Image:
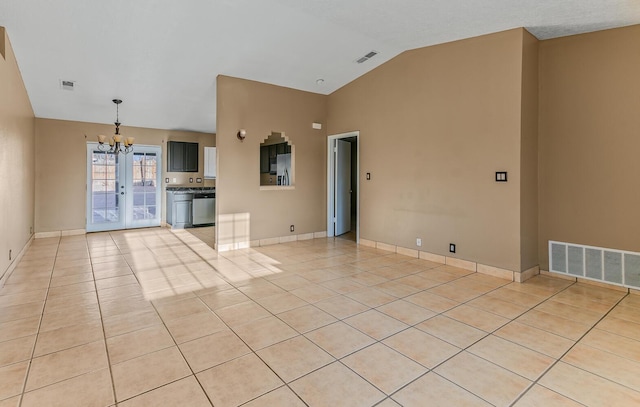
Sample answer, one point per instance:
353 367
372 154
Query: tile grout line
104 333
480 339
558 360
35 342
167 328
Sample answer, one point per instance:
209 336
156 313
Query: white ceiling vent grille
367 57
67 85
595 263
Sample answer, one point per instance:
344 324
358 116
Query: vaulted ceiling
162 56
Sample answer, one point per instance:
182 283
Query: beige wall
435 124
590 140
262 109
17 137
529 154
61 172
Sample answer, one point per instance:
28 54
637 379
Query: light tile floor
154 317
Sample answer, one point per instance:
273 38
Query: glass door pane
104 191
143 179
123 191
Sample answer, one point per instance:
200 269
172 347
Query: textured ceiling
162 57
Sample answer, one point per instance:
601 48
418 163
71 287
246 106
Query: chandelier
117 144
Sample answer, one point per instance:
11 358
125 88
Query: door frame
125 209
331 181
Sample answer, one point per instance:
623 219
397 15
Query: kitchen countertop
190 189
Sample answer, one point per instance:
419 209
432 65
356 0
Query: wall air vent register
595 263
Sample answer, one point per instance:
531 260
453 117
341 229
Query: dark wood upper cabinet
183 157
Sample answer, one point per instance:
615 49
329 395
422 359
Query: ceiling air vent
367 57
67 85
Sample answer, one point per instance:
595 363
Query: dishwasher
204 209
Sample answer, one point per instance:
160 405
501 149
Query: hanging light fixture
117 144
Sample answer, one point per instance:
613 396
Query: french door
123 190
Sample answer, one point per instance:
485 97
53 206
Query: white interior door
123 191
343 187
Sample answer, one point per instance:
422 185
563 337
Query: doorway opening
123 190
343 186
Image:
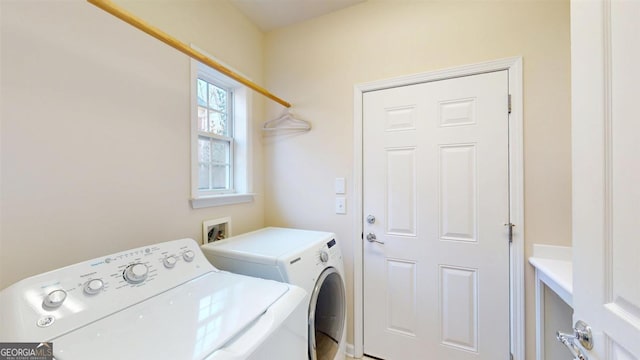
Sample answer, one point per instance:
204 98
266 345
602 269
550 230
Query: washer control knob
324 256
188 256
136 273
169 261
93 287
54 299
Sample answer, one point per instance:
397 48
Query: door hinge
510 230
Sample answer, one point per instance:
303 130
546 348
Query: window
215 138
220 139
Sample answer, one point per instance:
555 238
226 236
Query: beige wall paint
95 132
315 65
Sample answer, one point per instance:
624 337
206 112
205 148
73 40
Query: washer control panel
56 302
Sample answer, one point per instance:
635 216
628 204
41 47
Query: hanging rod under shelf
135 21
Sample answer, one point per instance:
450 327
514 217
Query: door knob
371 237
582 333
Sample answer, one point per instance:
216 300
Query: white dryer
160 302
309 259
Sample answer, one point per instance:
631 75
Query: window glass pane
204 149
219 176
220 152
218 123
217 98
202 92
202 119
203 177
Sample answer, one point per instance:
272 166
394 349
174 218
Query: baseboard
349 350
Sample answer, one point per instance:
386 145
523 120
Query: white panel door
606 174
436 278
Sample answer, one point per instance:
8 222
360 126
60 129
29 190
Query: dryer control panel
59 301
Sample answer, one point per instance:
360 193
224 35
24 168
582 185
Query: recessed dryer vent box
218 229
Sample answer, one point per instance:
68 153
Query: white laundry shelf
557 275
554 270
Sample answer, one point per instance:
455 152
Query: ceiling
273 14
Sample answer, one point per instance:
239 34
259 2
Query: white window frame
240 176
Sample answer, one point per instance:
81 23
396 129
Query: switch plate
341 205
340 186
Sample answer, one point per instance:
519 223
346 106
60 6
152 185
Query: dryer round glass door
327 310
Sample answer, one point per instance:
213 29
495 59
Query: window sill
221 200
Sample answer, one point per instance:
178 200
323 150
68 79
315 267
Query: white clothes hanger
287 122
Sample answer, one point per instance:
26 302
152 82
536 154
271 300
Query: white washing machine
164 301
309 259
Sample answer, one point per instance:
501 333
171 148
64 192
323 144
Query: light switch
340 186
341 205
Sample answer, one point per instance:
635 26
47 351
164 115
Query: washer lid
190 321
267 245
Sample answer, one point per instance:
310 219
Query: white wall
315 64
95 154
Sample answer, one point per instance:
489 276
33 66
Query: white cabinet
554 298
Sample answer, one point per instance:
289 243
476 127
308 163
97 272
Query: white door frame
516 191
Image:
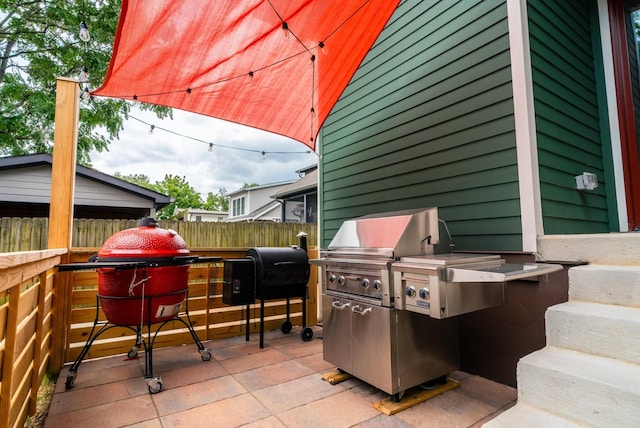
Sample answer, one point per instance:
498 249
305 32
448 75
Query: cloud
163 152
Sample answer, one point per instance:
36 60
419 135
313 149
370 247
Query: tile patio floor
242 385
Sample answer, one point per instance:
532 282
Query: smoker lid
399 233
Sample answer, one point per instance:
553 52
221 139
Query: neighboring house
256 204
25 191
196 214
493 111
303 194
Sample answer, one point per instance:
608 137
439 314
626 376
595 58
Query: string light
84 74
85 96
210 145
84 32
287 33
323 48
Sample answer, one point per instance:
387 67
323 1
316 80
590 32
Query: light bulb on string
85 96
323 48
84 32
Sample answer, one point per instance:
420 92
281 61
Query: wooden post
63 174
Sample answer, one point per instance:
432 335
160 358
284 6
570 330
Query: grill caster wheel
71 377
397 397
205 354
133 353
155 384
286 327
306 334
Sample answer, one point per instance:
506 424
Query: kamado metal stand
154 382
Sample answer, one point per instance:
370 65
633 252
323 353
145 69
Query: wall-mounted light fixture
586 181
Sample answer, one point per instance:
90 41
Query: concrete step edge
592 390
523 415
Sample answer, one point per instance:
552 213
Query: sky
163 152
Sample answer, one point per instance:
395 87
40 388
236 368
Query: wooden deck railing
27 290
30 290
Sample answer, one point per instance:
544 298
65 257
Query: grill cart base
154 382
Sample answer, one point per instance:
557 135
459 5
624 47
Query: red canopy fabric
277 65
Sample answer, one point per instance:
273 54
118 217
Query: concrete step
610 284
604 330
525 416
587 389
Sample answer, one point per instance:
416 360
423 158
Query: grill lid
391 234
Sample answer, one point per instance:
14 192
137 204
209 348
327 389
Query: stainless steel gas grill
390 294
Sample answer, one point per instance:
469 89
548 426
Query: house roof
258 213
264 186
15 162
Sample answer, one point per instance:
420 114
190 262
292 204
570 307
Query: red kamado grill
142 280
123 291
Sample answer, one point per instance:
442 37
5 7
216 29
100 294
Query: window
238 206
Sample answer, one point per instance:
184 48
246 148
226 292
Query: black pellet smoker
269 273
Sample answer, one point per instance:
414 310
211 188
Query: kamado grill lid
145 242
391 234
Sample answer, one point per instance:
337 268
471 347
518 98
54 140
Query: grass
45 394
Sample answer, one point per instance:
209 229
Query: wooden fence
32 291
211 318
27 316
29 234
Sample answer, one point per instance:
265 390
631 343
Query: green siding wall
428 121
567 116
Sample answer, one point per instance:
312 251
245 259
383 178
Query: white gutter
524 115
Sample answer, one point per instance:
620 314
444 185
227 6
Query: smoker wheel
205 354
306 334
71 377
155 384
286 327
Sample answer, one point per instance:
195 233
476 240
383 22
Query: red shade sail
277 65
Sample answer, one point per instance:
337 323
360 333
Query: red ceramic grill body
136 296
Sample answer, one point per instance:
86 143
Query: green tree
141 180
217 202
39 41
182 195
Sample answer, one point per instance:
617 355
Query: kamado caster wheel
306 334
286 327
71 377
133 353
155 384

◆ ◆ ◆ ◆ ◆

Write out each line again precisely as it appears, skipping every picture.

Image:
Sample answer, one point per instance:
353 367
372 154
Query: tile grout line
104 333
480 339
558 360
35 342
167 328
Sample answer, one point per instance:
209 336
156 313
Query: white ceiling vent grille
367 57
67 85
595 263
Sample answer, one point per instance:
344 324
358 116
Query: vaulted ceiling
162 56
Sample answer, one point per instance:
182 283
Query: beige wall
435 124
590 140
262 109
17 137
529 154
61 172
Sample answer, one point per instance:
28 54
637 379
Query: light tile floor
154 317
Sample answer, one point per instance:
273 38
Query: glass door pane
104 191
143 179
123 191
Sample answer, one point per instance:
200 269
172 347
Query: textured ceiling
162 57
Sample answer, one point per instance:
601 48
418 163
71 287
246 106
Query: chandelier
117 144
Sample answer, one point per instance:
11 358
125 88
Query: door frame
125 209
331 181
Sample answer, one point per instance:
623 219
397 15
Query: kitchen countertop
190 189
Sample answer, one point per instance:
419 209
432 65
356 0
Query: wall air vent register
595 263
Sample answer, one point per instance:
531 260
453 117
341 229
Query: dark wood upper cabinet
183 157
Sample answer, one point per instance:
615 49
329 395
422 359
Query: ceiling air vent
367 57
67 85
Sample answer, one point per instance:
595 363
Query: dishwasher
204 209
Sample answer, one point per instance:
160 405
501 149
Query: hanging light fixture
117 144
Sample answer, one point per instance:
613 396
Query: french door
123 190
Sample answer, one point per instance:
485 97
53 206
Query: white interior door
123 191
343 187
Sample answer, one point per instance:
422 185
563 337
Query: doorway opening
123 190
343 186
Image:
Sample answer, one point per instance:
204 98
266 345
602 269
550 230
Query: washer control knob
324 256
188 256
136 273
169 261
93 287
54 299
Sample answer, one point per instance:
397 48
Query: door hinge
510 230
Sample answer, one point per instance:
303 130
546 348
Query: window
215 138
220 139
Sample answer, one point per instance:
555 238
226 236
Query: beige wall paint
95 132
315 65
Sample answer, one point per instance:
624 337
206 112
205 148
73 40
Query: washer control panel
56 302
Sample answer, one point per instance:
635 216
628 204
41 47
Query: hanging rod under shelf
135 21
Sample answer, one point per instance:
450 327
514 217
Query: door knob
371 237
582 333
Sample answer, one point per instance:
216 300
Query: white dryer
160 302
309 259
Sample answer, one point per instance:
631 75
Query: window glass pane
204 149
219 176
220 152
218 123
217 98
202 92
202 119
203 177
Sample answer, one point per instance:
272 166
394 349
174 218
Query: baseboard
349 350
Sample answer, one point per instance:
386 145
523 120
Query: white panel door
606 174
436 278
Sample answer, one point per instance:
8 222
360 126
60 129
29 190
Query: dryer control panel
59 301
Sample answer, one point per instance:
360 193
224 35
24 168
582 185
Query: recessed dryer vent box
218 229
Sample answer, one point per instance:
68 153
Query: white laundry shelf
557 275
554 270
Sample answer, one point per instance:
455 152
Query: ceiling
273 14
Sample answer, one point per instance:
239 34
259 2
Query: white window frame
240 176
Sample answer, one point per instance:
81 23
396 129
Query: switch plate
341 205
340 186
Sample answer, one point per instance:
519 223
346 106
60 6
152 185
Query: dryer round glass door
327 310
Sample answer, one point per instance:
213 29
495 59
Query: window sill
221 200
Sample answer, one point per instance:
178 200
323 150
68 79
315 267
Query: white clothes hanger
287 122
Sample answer, one point per instance:
26 302
152 82
536 154
271 300
Query: white washing machine
164 301
309 259
Sample answer, one point per instance:
501 333
171 148
64 192
323 144
Query: light switch
340 186
341 205
Sample answer, one point per instance:
635 26
47 351
164 115
Query: washer lid
190 321
267 245
Sample answer, one point per instance:
310 219
Query: white wall
315 64
95 154
Sample answer, one point per instance:
489 276
33 66
Query: white cabinet
554 298
Sample answer, one point per instance:
289 243
476 127
308 163
97 272
Query: white door frame
516 191
Image:
Sample answer, one point per instance:
498 249
305 32
448 75
Query: cloud
163 152
Sample answer, one point per instance:
36 60
419 135
313 149
370 247
Query: tile patio floor
242 385
Sample answer, one point per instance:
532 282
Query: smoker lid
399 233
Sample answer, one point per instance:
553 52
221 139
Query: neighboring house
256 204
25 191
196 214
493 111
303 194
Sample answer, one point per instance:
608 137
439 314
626 376
595 58
Query: string light
84 74
85 96
210 145
84 32
287 33
323 48
Sample answer, one point per instance:
387 67
323 1
316 80
590 32
Query: light bulb on string
85 96
323 48
84 32
Sample answer, one point per instance:
420 92
281 61
Query: wooden post
63 174
Sample answer, one point per instance:
432 335
160 358
284 6
570 330
Query: grill caster wheel
71 377
397 397
205 354
133 353
155 384
286 327
306 334
Sample answer, one point per instance:
506 424
Query: kamado metal stand
154 382
Sample answer, one point per instance:
370 65
633 252
323 353
145 69
Query: wall-mounted light fixture
586 181
Sample answer, one point per instance:
90 41
Query: concrete step edge
592 390
523 415
Sample answer, one point per instance:
552 213
Query: sky
163 152
Sample answer, one point per instance:
395 87
40 388
236 368
Query: wooden deck railing
27 290
30 290
Sample answer, one point per instance:
544 298
65 257
Query: grill cart base
154 382
Sample answer, one point per instance:
557 135
459 5
624 47
Query: red canopy fabric
277 65
Sample answer, one point per instance:
273 54
118 217
Query: concrete step
610 284
604 330
525 416
587 389
Sample answer, one point per instance:
416 360
423 158
Query: grill lid
391 234
Sample answer, one point per instance:
14 192
137 204
209 348
327 389
Query: stainless steel gas grill
390 294
Sample answer, one point per instance:
469 89
548 426
Query: house roof
258 213
264 186
15 162
Sample answer, one point per instance:
420 114
190 262
292 204
570 307
Query: red kamado grill
142 280
123 291
Sample answer, one point per instance:
442 37
5 7
216 29
100 294
Query: window
238 206
Sample answer, one point per instance:
184 48
246 148
226 292
Query: black pellet smoker
269 273
Sample answer, one point per instance:
414 310
211 188
Query: kamado grill lid
145 242
391 234
Sample answer, one point per instance:
337 268
471 347
518 98
54 140
Query: grass
45 394
Sample answer, one point per instance:
209 229
Query: wooden fence
32 291
211 318
27 316
29 234
Sample answer, one point per instance:
265 390
631 343
Query: green siding wall
428 121
567 116
Sample answer, one point per instance:
312 251
245 259
383 178
Query: white gutter
524 115
Sample answer, one point per instance:
620 314
444 185
227 6
Query: smoker wheel
205 354
306 334
71 377
155 384
286 327
Sample answer, one point per instance:
195 233
476 240
383 22
Query: red shade sail
277 65
Sample answer, one point per instance:
337 323
360 333
Query: red ceramic grill body
136 296
Sample answer, one point per instance:
86 143
Query: green tree
141 180
217 202
39 41
182 195
Sample answer, one point per instance:
617 355
Query: kamado caster wheel
306 334
286 327
71 377
133 353
155 384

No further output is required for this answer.